## To do
Take the line containing "Could you indicate the wispy" and every line after it in the data below, and print them exactly as given, with nothing else.

[Stored data entries]
-.-.-
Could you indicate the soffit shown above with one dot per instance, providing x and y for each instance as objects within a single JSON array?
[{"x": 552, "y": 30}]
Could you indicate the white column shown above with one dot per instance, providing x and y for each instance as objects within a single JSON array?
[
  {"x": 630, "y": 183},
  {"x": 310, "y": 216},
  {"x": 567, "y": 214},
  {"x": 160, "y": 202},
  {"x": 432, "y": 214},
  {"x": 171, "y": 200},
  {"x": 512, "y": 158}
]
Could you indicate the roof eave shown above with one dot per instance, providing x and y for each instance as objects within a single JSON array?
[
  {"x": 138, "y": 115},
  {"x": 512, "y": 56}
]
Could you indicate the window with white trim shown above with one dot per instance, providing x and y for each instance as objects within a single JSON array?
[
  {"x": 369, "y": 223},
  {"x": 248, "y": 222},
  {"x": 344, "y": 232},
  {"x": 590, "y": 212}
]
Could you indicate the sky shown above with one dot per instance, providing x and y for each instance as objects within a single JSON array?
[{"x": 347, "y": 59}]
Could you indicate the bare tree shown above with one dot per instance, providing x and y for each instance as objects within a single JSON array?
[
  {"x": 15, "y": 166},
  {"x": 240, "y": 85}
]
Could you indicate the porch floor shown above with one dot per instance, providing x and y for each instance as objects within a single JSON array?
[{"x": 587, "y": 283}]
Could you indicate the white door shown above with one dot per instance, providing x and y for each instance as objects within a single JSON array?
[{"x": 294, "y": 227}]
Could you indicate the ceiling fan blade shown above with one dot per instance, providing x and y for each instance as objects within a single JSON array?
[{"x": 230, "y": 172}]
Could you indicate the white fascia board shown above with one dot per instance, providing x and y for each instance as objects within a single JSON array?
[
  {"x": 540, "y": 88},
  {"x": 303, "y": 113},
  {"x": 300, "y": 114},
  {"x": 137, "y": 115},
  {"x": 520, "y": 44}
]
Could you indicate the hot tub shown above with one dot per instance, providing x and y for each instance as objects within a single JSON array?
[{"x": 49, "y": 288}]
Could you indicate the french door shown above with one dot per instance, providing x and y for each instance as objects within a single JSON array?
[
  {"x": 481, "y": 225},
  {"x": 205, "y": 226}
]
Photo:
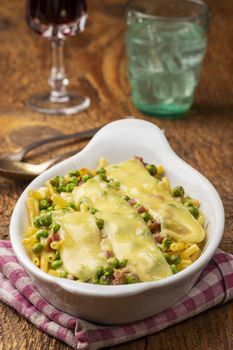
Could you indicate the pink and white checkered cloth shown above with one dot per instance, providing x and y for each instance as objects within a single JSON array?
[{"x": 214, "y": 286}]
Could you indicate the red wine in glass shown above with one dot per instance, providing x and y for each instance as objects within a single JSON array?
[{"x": 56, "y": 19}]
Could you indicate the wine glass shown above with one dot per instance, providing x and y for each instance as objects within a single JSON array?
[{"x": 56, "y": 19}]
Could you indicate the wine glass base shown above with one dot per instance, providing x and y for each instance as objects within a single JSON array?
[{"x": 72, "y": 104}]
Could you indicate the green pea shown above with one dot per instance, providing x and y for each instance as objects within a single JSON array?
[
  {"x": 167, "y": 242},
  {"x": 92, "y": 210},
  {"x": 103, "y": 177},
  {"x": 57, "y": 255},
  {"x": 70, "y": 187},
  {"x": 55, "y": 227},
  {"x": 132, "y": 278},
  {"x": 114, "y": 262},
  {"x": 41, "y": 234},
  {"x": 43, "y": 204},
  {"x": 50, "y": 208},
  {"x": 72, "y": 205},
  {"x": 43, "y": 220},
  {"x": 194, "y": 211},
  {"x": 74, "y": 173},
  {"x": 63, "y": 274},
  {"x": 146, "y": 216},
  {"x": 55, "y": 181},
  {"x": 101, "y": 171},
  {"x": 100, "y": 223},
  {"x": 152, "y": 169},
  {"x": 167, "y": 257},
  {"x": 99, "y": 272},
  {"x": 104, "y": 280},
  {"x": 175, "y": 259},
  {"x": 61, "y": 188},
  {"x": 95, "y": 280},
  {"x": 174, "y": 269},
  {"x": 178, "y": 191},
  {"x": 74, "y": 180},
  {"x": 37, "y": 248},
  {"x": 123, "y": 263},
  {"x": 108, "y": 271},
  {"x": 86, "y": 177},
  {"x": 56, "y": 264}
]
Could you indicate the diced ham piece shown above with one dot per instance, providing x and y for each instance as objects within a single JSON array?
[
  {"x": 132, "y": 201},
  {"x": 56, "y": 237},
  {"x": 141, "y": 160},
  {"x": 119, "y": 276},
  {"x": 141, "y": 209},
  {"x": 155, "y": 227},
  {"x": 109, "y": 254},
  {"x": 158, "y": 238}
]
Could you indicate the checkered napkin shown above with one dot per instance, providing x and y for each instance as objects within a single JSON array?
[{"x": 214, "y": 286}]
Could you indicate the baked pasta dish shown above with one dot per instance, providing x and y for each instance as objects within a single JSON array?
[{"x": 119, "y": 224}]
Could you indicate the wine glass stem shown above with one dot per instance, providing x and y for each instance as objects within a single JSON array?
[{"x": 58, "y": 80}]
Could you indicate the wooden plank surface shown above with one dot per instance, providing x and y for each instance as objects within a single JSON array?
[{"x": 96, "y": 65}]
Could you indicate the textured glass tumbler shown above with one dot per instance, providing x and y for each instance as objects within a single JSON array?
[{"x": 165, "y": 42}]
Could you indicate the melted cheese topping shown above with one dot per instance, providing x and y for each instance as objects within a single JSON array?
[
  {"x": 175, "y": 218},
  {"x": 125, "y": 232}
]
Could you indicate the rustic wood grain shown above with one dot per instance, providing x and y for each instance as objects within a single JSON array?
[{"x": 96, "y": 65}]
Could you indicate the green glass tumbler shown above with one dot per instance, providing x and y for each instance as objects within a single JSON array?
[{"x": 166, "y": 43}]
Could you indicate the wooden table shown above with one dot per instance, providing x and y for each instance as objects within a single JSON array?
[{"x": 96, "y": 65}]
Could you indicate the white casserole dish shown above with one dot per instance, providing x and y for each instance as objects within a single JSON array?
[{"x": 119, "y": 141}]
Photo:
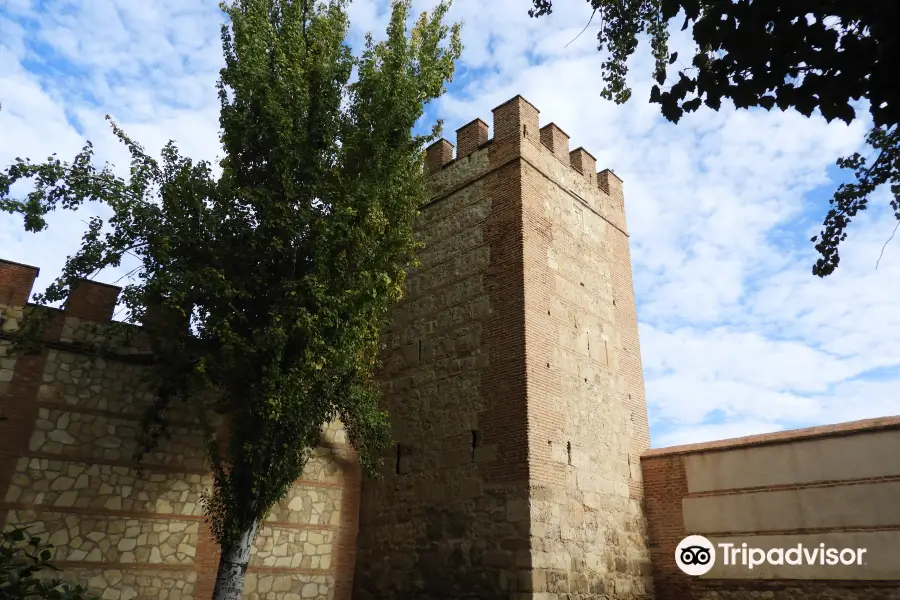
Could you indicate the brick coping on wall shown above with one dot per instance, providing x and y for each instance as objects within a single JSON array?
[{"x": 780, "y": 437}]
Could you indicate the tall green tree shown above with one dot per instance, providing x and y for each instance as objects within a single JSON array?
[
  {"x": 285, "y": 264},
  {"x": 803, "y": 54}
]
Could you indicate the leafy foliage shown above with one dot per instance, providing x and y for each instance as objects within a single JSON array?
[
  {"x": 264, "y": 288},
  {"x": 806, "y": 54},
  {"x": 22, "y": 557}
]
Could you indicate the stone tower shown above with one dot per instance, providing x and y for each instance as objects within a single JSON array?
[{"x": 514, "y": 383}]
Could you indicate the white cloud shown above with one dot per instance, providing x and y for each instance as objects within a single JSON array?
[{"x": 738, "y": 337}]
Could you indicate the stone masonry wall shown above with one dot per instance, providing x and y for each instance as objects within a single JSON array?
[
  {"x": 862, "y": 455},
  {"x": 587, "y": 415},
  {"x": 436, "y": 525},
  {"x": 66, "y": 469},
  {"x": 513, "y": 382}
]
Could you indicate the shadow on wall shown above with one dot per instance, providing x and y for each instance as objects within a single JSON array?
[{"x": 66, "y": 466}]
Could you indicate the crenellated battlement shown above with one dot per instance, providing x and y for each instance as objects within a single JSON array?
[
  {"x": 88, "y": 300},
  {"x": 517, "y": 120}
]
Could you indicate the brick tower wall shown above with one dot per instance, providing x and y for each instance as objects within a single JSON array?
[
  {"x": 586, "y": 409},
  {"x": 516, "y": 469},
  {"x": 66, "y": 468}
]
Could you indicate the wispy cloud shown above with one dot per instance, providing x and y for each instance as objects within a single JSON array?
[{"x": 737, "y": 336}]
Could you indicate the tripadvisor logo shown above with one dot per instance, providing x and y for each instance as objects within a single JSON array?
[{"x": 695, "y": 555}]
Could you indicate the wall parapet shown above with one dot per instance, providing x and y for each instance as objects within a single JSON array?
[
  {"x": 779, "y": 437},
  {"x": 517, "y": 116}
]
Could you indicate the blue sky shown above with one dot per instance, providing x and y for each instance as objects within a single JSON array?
[{"x": 737, "y": 336}]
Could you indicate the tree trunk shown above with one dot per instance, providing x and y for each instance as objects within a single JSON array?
[{"x": 233, "y": 566}]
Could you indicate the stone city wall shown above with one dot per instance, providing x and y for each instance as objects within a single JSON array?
[
  {"x": 66, "y": 468},
  {"x": 837, "y": 485},
  {"x": 515, "y": 473}
]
-.-.-
## Answer area
Could you indicate the wispy cloud shown above with one dot per instance, providing x and y for each instance as objects within a single JSON array?
[{"x": 737, "y": 336}]
Could you indicate the tripadvisor logo shown above with one dot per instance, providing x and y for each instance as objects within a single JSON array?
[{"x": 695, "y": 555}]
Could you indicate the wall parapet shown above with one dot per instance, providing x and y for each instance as objects within a single JSON array?
[
  {"x": 779, "y": 437},
  {"x": 517, "y": 116}
]
Could you indicate the blue sky shown above with one dot per instance, providing x and y for each instance as objects within a single JSON array?
[{"x": 737, "y": 336}]
Could you indicate the tree trunk shown above with one dot per instance, providing x and y for each instance as objects within a single JSON array?
[{"x": 233, "y": 566}]
Could you indicate the stone city wall shown above with one dot per instance, providing x and y for each instance as objects within a single JSON array?
[
  {"x": 66, "y": 468},
  {"x": 837, "y": 485},
  {"x": 515, "y": 473}
]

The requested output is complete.